(TEXT SECTION)

By mid-2025, global sustainable debt outstanding crossed USD 6 trillion, while sustainable syndicated loans exceeded USD 600 billion, with Europe and the Americas dominating issuance. Asia-Pacific, however, continues to gain momentum.
India’s Progress So Far
India’s sustainable finance market has expanded sharply. As of December 2024, cumulative green, social, sustainability and sustainability-linked (GSS+) debt issuance reached nearly USD 56 billion-up almost 3x since 2021. Green debt dominates issuance, accounting for more than 80%.
On the regulatory front, mandatory ESG disclosures (BRSR), RBI’s climate-risk guidelines, sovereign green bonds, and green deposits by banks have steadily strengthened the ecosystem.
GIFT IFSC’s Growing Role
GIFT IFSC has emerged as a meaningful platform for sustainable capital flows:
- ESG-labelled debt listings have crossed USD 15.7 billion
- Sustainable lending by IFSC Banking Units (IBUs) has reached ~USD 4 billion cumulatively
- Dedicated ESG funds, transition bonds, and climate-risk instruments are gaining traction
Against this backdrop, IFSCA’s proposed framework aims to move from intent to execution.
What’s New in the Proposed Framework?
The revised framework materially broadens the scope beyond lending:
- Introduction of Sustainable Deposits: IBUs will be permitted to offer “sustainable deposits” as a distinct product. Proceeds must be deployed into eligible sustainable lending or investments, with clear governance, reporting, and third-party assurance.
- Expansion into Sustainable Investments: The framework explicitly allows IBUs and finance units to invest in:
- ESG-labelled debt securities
- Transition bonds
- ESG schemes and funds – This aligns IFSC activity with global capital-market practices rather than limiting sustainability to loans alone.
- Formal Recognition of Sustainable Trade Finance: Entities can offer green and sustainable trade finance aligned with the International Chamber of Commerce’s 2024 principles-critical for greening supply chains and cross-border trade.
- Mandatory Sustainability Deployment Target: A key shift is the introduction of a minimum 5% deployment target. Each IBU must ensure that at least 5% of the prior year’s aggregate loans and investments are directed toward sustainable lending or investments annually.
- Stronger Governance and Credibility: The framework mandates:
- Board-approved sustainability policies
- External reviews aligned with international standards
- Annual third-party verification of fund usage
- Impact assessment reporting
These measures are designed to curb greenwashing and improve investor confidence.
Why This Matters
The proposed framework signals a clear regulatory intent: sustainable finance is no longer optional or experimental at GIFT IFSC. By combining deposits, lending, investments, targets, and verification under one umbrella, IFSCA is laying the groundwork for scalable, credible, and globally aligned sustainable finance activity.

(SET OF TASKS)
1. Answer these questions from the text on sustainable finance at GIFT IFSC, one per line:
(a) What share of India's GSS+ debt issuance does green debt account for?
(b) What amount have ESG-labelled debt listings at GIFT IFSC crossed?
(c) What minimum deployment target does the proposed framework set for each IBU?
2. Rewrite the part of the text on sustainable finance at GIFT IFSC starting with "- Expansion into" and going on through "to loans alone.", with "loans alone" changed to "lending alone".
3. Continue the text on sustainable finance at GIFT IFSC from where it stops.

(DATA SHOWN)
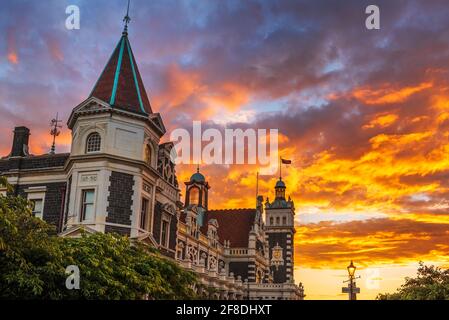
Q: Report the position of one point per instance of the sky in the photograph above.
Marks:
(362, 114)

(THE RESPONSES)
1.
(a) More than 80%.
(b) USD 15.7 billion.
(c) At least 5% of the prior year's aggregate loans and investments, directed toward sustainable lending or investments annually.

2.
- Expansion into Sustainable Investments: The framework explicitly allows IBUs and finance units to invest in:
- ESG-labelled debt securities
- Transition bonds
- ESG schemes and funds – This aligns IFSC activity with global capital-market practices rather than limiting sustainability to lending alone.

3.
If implemented effectively, the framework could:
- Deepen international investor participation
- Enable transition finance for carbon-intensive sectors
- Position GIFT IFSC alongside global sustainable finance hubs
What’s Next?
IFSCA has invited stakeholder comments on the proposed framework, with feedback due by February 10, 2026. The final framework is expected to come into force from April 1, 2026.
For banks, funds, and issuers operating in IFSC, this marks an important moment to embed sustainability into core strategy rather than treating it as a niche product.
22 Jan 2026: IFSCA Proposes Framework for Remote Booking by IFSC Banking Units
The International Financial Services Centres Authority (IFSCA) has issued a public consultation paper dated January 22, 2026, proposing a formal regulatory framework for Remote Booking Arrangements (RBA) involving IFSC Banking Units (IBUs).
What is Remote Booking?
Remote booking refers to the practice where financial transactions are executed or booked by an entity or employee located outside the jurisdiction where the business is originated. While such arrangements allow banks to optimise capital, talent, and operational efficiency through centralisation, they also introduce additional regulatory, governance, and risk management challenges, particularly across jurisdictions and time zones.
Why This Matters
With IFSCs positioning themselves as global financial hubs, IBUs are increasingly becoming part of cross-border booking models. IFSCA’s proposed framework aims to ensure that such models remain transparent, well-governed, and resilient, without compromising regulatory oversight or resolution planning.
Key Proposals in the Draft Circular
- Permitted Scope: IBUs may participate in RBAs involving Trading Book transactions (cash and derivatives). They may also be part of centralised booking arrangements (CBA) without restriction.
- Explicit Prohibition: IBUs cannot be part of RBAs involving Banking Book retail or corporate customer loans and deposits.
- Governance & Oversight:
- Prior approval of the IBU’s governing body is mandatory before joining an RBA.
- Parent banks must clearly document and justify the rationale for including an IBU.
- A designated senior official must be disclosed to IFSCA for RBA oversight.
- Risk Management & Controls: Banks must establish a robust control framework, ensure local risk management capability at the IBU, and subject RBAs to independent review by compliance, risk, and internal audit functions.
- Regulatory Transparency: Full details of RBAs must be disclosed to IFSCA, and any changes must be promptly reported along with impact on business model, staffing, and systems.
- Operational Resilience: RBAs must not hinder recovery or resolution planning, and IBUs must be adequately resourced in terms of manpower and infrastructure.
Transition Timeline
- The circular will come into force immediately upon issuance.
- Existing IBUs will be given three months to align with the new requirements.
Global Alignment
IFSCA has benchmarked its approach against guidance issued by leading global regulators such as the UK Prudential Regulation Authority, European Central Bank, and the US Federal Reserve, ensuring consistency with international best practices.
Next Steps
Stakeholders have been invited to submit comments and suggestions to IFSCA by February 13, 2026.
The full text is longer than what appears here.